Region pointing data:
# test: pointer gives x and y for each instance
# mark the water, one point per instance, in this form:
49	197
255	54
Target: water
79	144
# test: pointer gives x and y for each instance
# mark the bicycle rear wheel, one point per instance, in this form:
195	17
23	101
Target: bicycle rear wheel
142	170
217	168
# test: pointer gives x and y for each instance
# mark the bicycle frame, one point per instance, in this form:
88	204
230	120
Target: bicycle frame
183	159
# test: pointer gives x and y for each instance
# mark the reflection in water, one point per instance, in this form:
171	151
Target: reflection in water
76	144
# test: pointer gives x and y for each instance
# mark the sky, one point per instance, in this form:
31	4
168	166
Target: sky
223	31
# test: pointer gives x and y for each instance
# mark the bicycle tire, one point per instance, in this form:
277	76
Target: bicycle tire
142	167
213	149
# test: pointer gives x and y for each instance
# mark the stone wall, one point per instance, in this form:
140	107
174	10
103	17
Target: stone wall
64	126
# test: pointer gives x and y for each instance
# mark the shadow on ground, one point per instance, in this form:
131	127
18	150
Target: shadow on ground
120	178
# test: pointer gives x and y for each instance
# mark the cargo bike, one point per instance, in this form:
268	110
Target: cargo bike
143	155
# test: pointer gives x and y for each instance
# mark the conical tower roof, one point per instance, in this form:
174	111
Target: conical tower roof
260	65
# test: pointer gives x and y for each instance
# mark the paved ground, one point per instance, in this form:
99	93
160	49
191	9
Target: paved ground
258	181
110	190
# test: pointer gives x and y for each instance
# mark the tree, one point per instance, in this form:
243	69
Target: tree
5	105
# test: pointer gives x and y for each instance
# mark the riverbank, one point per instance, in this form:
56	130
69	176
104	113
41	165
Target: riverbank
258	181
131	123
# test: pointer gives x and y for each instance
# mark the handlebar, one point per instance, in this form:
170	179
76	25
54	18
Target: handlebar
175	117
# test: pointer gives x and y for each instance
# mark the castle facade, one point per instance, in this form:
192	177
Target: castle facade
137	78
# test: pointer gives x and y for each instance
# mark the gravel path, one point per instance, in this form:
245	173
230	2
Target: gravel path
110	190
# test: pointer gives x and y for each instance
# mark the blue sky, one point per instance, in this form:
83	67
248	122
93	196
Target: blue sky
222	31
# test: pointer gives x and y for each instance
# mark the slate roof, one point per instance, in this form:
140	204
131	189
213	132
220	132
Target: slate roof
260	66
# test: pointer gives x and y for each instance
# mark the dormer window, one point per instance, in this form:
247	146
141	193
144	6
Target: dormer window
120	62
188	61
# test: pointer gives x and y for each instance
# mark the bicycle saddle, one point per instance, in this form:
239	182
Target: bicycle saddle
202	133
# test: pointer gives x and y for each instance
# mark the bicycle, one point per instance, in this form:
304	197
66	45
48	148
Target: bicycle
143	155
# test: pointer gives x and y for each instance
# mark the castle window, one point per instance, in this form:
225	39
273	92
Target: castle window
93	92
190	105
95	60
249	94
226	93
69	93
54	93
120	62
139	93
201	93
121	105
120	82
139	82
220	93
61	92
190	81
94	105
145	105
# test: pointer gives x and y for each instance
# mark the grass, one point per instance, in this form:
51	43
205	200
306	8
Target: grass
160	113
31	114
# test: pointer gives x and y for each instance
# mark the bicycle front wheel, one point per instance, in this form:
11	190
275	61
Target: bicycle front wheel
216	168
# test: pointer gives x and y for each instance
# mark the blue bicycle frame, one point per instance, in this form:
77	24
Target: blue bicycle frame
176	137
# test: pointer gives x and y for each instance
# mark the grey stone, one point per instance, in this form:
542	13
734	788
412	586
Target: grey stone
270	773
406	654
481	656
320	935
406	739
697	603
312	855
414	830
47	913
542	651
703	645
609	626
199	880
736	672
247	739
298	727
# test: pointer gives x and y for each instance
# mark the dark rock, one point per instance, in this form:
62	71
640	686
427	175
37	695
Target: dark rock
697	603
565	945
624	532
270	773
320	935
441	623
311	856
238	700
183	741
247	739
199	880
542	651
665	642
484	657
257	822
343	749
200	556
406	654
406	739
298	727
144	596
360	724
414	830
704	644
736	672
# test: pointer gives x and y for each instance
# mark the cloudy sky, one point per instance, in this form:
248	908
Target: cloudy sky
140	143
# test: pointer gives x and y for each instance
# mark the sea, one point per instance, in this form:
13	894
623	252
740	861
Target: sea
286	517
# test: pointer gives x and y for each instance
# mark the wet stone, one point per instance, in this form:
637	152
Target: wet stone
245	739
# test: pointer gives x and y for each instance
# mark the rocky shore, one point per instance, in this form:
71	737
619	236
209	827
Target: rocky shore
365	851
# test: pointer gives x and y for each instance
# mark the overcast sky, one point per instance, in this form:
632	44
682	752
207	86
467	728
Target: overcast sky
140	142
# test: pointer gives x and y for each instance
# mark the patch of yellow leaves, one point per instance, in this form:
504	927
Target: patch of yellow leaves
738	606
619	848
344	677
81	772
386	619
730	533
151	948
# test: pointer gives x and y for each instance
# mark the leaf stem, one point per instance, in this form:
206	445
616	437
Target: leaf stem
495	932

**TASK PROMPT:**
The records must be given again in full, exactly as shown.

**WRITTEN ANSWER:**
# test: pointer gives x and y for each instance
# mark the water, one point per instance, in this form:
49	197
255	54
Target: water
79	144
# test: pointer gives x and y for each instance
# mark the bicycle rear wheel, one point per instance, in this form:
195	17
23	101
Target: bicycle rear wheel
142	170
217	168
# test: pointer gives x and y for each instance
# mark the bicycle frame, one point per instance, in this form:
88	204
230	120
Target: bicycle frame
183	159
# test: pointer gives x and y for each instance
# mark the reflection in water, one point per instance, in this form:
171	151
Target: reflection in water
76	144
# test: pointer gives x and y for each instance
# mark the sky, one point per instance, in this form:
31	4
168	166
Target: sky
223	31
# test: pointer gives x and y for each instance
# mark the bicycle tire, one point per instance, in this form:
277	76
Target: bicycle tire
142	167
213	149
# test: pointer gives x and y for each instance
# mark the stone wall, one point per instance, in this form:
140	107
174	10
103	17
Target: stone wall
64	126
# test: pointer gives x and y for each instance
# mark the shadow on ground, one point per instance, in this form:
131	127
18	150
Target: shadow on ground
120	178
# test: pointer gives x and y for each instance
# mark the cargo bike, one point per instance, in this form:
268	110
Target: cargo bike
143	155
# test: pointer gives x and y for each instance
# mark the conical tower roof, one point per instance, in this form:
174	111
Target: conical tower roof
260	65
# test: pointer gives x and y for each instance
# mark the paved ground, one point per instance, in this form:
99	93
160	49
191	9
Target: paved ground
258	181
110	190
# test: pointer gives x and y for each instance
# mark the tree, one point per instance, in this form:
243	69
Target: tree
5	105
# test: pointer gives x and y for each instance
# mark the riverbank, one point per instance, in this form:
56	130
69	176
104	113
41	165
Target: riverbank
258	181
131	123
# test: pointer gives x and y for each instance
# mark the handlebar, one point per instance, in this form:
170	179
76	25
54	18
Target: handlebar
175	117
# test: pointer gives x and y for each instance
# mark the castle facade, one point per instance, in this form:
192	177
Target: castle facade
137	78
# test: pointer gives x and y for each instance
# mark the gravel path, one point per instance, in this form:
245	173
230	2
Target: gravel path
110	190
# test: pointer gives x and y for each instance
# mark the blue sky, one point per instance, in this form:
83	67
248	122
93	196
Target: blue sky
222	31
# test: pointer gives x and y for each instance
# mark the slate roof, one point per instance, in this form:
140	204
131	189
213	132
220	132
Target: slate roof
260	66
# test: pointer gives x and y for each instance
# mark the dormer window, one point per instance, in this form:
247	146
141	193
144	6
Target: dormer window
120	62
188	61
# test: pointer gives x and y for each instance
# mark the bicycle saddle, one point per instance, in this form:
239	182
Target: bicycle saddle
202	133
# test: pointer gives x and y for each instance
# mark the bicycle, one point per instance, in this form:
304	197
66	45
48	148
Target: bicycle
143	155
# test: pointer gives x and y for each instance
# mark the castle window, one point per instance, in this form:
225	39
273	92
Target: castle window
93	92
190	105
95	60
249	94
226	93
69	93
54	93
120	62
139	93
201	93
121	105
120	82
139	82
220	93
61	92
190	81
94	105
145	105
# test: pointer gives x and y for each instance
# mark the grass, one point per instance, in this form:
51	43
205	200
306	8
Target: grass
160	113
31	114
# test: pointer gives x and y for each instance
# mark the bicycle front wheel, one point per instance, in this form:
11	190
275	61
Target: bicycle front wheel
216	168
# test: pointer gives x and y for each instance
# mark the blue bicycle frame, one point per instance, in this form:
77	24
Target: blue bicycle frame
176	137
# test: pointer gives x and y for each instance
# mark the grey stone, one point per instance, in this form:
542	13
734	788
412	586
Target: grey stone
270	773
406	654
481	656
320	935
406	739
697	603
312	855
414	830
47	913
542	651
703	645
609	626
199	880
736	672
247	739
298	727
# test: pointer gives x and y for each instance
# mark the dark rock, one point per instance, in this form:
62	71
640	686
427	175
37	695
Target: dark rock
697	603
565	945
624	532
270	773
320	935
441	623
311	856
238	700
183	741
247	739
199	880
542	651
665	642
484	657
257	822
343	749
200	556
406	654
406	739
298	727
144	596
360	724
414	830
704	644
736	672
# test: pointer gives x and y for each instance
# mark the cloudy sky, one point per instance, in this form:
248	908
Target: cloudy sky
140	143
# test: pointer gives x and y for each instance
# mark the sea, one point per instance, in this form:
13	894
623	252
740	861
Target: sea
286	517
# test: pointer gives x and y for each instance
# mark the wet stone, one point per instance, in this form:
637	152
Target: wet stone
245	739
# test: pointer gives x and y for each instance
# mark the rocky shore, one point per instance, in this form:
71	737
619	236
209	827
Target: rocky shore
365	851
# test: pointer gives x and y for each instance
# mark the overcast sky, one point per instance, in this form:
632	44
682	752
207	86
467	728
Target: overcast sky
140	142
# test: pointer gives x and y for each instance
# mark the patch of yellow leaves, one point per instance, in this form:
504	927
Target: patch of yellow leaves
738	606
619	848
344	677
81	772
386	619
730	533
151	948
# test: pointer gives x and y for each instance
# mark the leaf stem, one point per instance, in this form:
206	445
616	437
Target: leaf stem
495	932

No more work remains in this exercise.